Return all of the entries below, word for word. Omit each picture.
::::
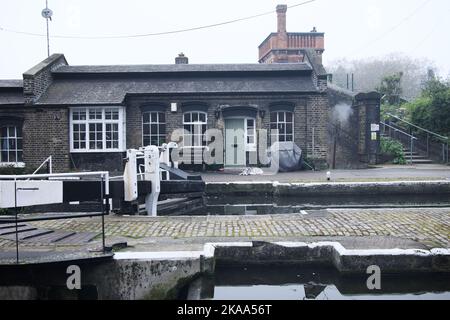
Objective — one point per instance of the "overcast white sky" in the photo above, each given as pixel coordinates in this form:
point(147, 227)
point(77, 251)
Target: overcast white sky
point(353, 29)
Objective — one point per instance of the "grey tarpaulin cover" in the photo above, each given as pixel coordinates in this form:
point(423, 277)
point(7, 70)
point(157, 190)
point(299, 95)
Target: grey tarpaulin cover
point(290, 155)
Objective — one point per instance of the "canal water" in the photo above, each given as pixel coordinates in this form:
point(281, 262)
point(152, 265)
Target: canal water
point(318, 283)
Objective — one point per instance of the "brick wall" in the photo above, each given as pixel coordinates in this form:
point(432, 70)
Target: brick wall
point(45, 133)
point(310, 111)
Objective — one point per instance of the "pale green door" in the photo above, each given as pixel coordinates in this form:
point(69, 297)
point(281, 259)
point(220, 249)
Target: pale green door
point(234, 142)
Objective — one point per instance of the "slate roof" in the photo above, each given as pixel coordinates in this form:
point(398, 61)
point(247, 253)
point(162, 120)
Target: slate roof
point(83, 85)
point(11, 84)
point(11, 92)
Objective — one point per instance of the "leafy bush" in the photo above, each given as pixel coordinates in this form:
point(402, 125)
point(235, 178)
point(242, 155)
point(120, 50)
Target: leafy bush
point(394, 148)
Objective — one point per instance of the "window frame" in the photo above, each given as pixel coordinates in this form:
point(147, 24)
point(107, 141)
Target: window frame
point(283, 122)
point(203, 142)
point(121, 129)
point(158, 123)
point(16, 138)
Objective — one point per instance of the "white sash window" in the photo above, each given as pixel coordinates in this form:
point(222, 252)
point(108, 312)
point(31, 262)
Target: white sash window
point(97, 129)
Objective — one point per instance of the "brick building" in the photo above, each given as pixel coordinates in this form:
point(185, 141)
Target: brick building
point(85, 117)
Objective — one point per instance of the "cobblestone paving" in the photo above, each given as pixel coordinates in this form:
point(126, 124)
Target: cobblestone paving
point(429, 226)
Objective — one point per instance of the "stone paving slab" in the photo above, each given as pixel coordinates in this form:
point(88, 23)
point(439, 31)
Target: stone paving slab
point(427, 226)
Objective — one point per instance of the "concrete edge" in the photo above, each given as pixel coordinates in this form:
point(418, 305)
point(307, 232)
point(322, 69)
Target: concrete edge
point(276, 188)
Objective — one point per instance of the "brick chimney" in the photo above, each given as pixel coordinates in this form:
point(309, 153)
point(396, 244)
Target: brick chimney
point(181, 59)
point(281, 18)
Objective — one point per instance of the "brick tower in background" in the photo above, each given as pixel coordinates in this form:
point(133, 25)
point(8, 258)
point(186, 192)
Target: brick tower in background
point(284, 47)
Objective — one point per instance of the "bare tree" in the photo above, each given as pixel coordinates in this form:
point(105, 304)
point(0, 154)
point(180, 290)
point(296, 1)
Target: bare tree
point(369, 73)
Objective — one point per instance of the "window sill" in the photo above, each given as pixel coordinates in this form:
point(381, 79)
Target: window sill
point(12, 164)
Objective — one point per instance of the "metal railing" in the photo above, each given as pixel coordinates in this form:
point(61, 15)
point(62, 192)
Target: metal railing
point(439, 150)
point(103, 197)
point(400, 135)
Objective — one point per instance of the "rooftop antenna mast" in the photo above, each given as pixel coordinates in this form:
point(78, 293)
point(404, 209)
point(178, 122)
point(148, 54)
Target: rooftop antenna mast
point(47, 14)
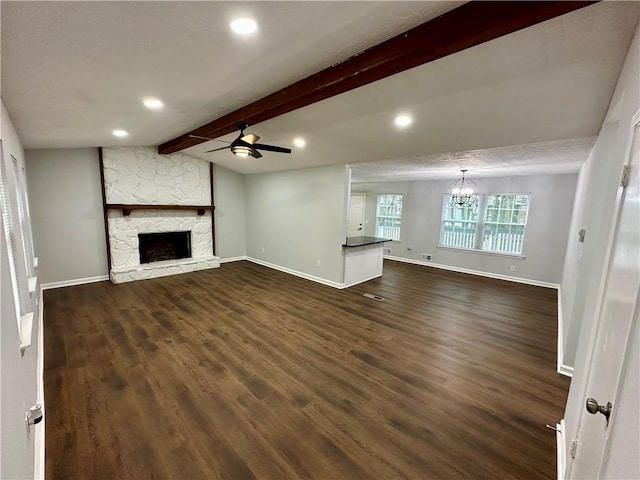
::::
Reply:
Objective — one point per instance of the "overcast white sky" in the photo above, each given as pixel coordinates in this form:
point(147, 227)
point(77, 251)
Target: overcast white sky
point(353, 29)
Objective — one point per instance of the "grey tarpaulin cover" in the photo above, each given as pixel coordinates in this form:
point(423, 277)
point(7, 70)
point(157, 190)
point(299, 95)
Target: grey tarpaulin cover
point(290, 155)
Objective — one point per instance of the "canal water" in the photo above, each given as pixel coordinates in this form:
point(281, 262)
point(152, 265)
Target: canal water
point(318, 283)
Objective — one point per instance of the "brick wall" in the photo above, each given as pixel coordinates in this form:
point(432, 70)
Target: brick wall
point(45, 133)
point(310, 111)
Objective — one point per instance of the "pale green door" in the photo above, each given as pixel coordinates in this form:
point(69, 297)
point(281, 259)
point(220, 249)
Target: pale green door
point(234, 142)
Objective — one point per instance of the "slate roof" in the photo above, each given as pixel coordinates in this form:
point(398, 61)
point(247, 253)
point(162, 120)
Target: slate roof
point(83, 85)
point(11, 84)
point(11, 92)
Objective — one point per instance of the "leafy bush" in the photo above, each given as pixel coordinates in this form:
point(402, 125)
point(235, 178)
point(242, 155)
point(120, 50)
Target: leafy bush
point(394, 148)
Objective — one point per instance of the "window frame" in the photo above, each given as pixel coordinates in this form:
point(147, 24)
point(107, 141)
Target: window frame
point(283, 122)
point(203, 142)
point(121, 129)
point(158, 123)
point(16, 138)
Objective — one point per instance of the "white sash window" in the photo above, each given as pixel coordinates in this form:
point(222, 252)
point(108, 312)
point(31, 262)
Target: white sash window
point(97, 129)
Objective — one point per instance of the "brick building" in the photo above, each given as pixel coordinates in this form:
point(185, 141)
Target: brick building
point(85, 117)
Objective — one point per instance of the "cobblestone paving" in the photo above, each given as pixel coordinates in this form:
point(126, 124)
Target: cobblestone paving
point(429, 226)
Objective — one point per instance of the "stone paving slab" in the photo above, each given as pixel coordinates in this form:
point(88, 23)
point(439, 31)
Target: stone paving slab
point(427, 226)
Objective — one point per instance of the "concrete edge" in the photo above, each given as pixel coordinates in this form:
point(418, 305)
point(307, 232)
point(322, 69)
Target: concrete edge
point(276, 188)
Objective — one point per instance of the "brick chimney" in the photo above, each given as pixel coordinates in this form:
point(309, 153)
point(396, 244)
Target: brick chimney
point(181, 59)
point(281, 18)
Objective — one point per instance of the "brick tower in background" in the photo above, each given as pixel coordinates in this form:
point(133, 25)
point(8, 258)
point(186, 192)
Target: brick tower in background
point(284, 47)
Objective — one point per instance of the "bare tree" in the photo above, each given as pixel coordinates in this form:
point(105, 304)
point(0, 154)
point(180, 290)
point(296, 1)
Target: bare tree
point(369, 73)
Objective — one point per instance of the "window sill" in the photo above, each given as pixel coordinates in this form:
point(381, 79)
Target: window sill
point(12, 164)
Objective — one point per instance of the "metal railing" in the photo above, each given as pixel coordinates in this form:
point(61, 15)
point(62, 192)
Target: metal railing
point(439, 150)
point(103, 197)
point(400, 135)
Objective — one point per instance of the "rooftop antenna mast" in the photo above, each given as pixel coordinates in this form:
point(78, 293)
point(404, 209)
point(178, 122)
point(148, 54)
Target: rooftop antenna mast
point(47, 14)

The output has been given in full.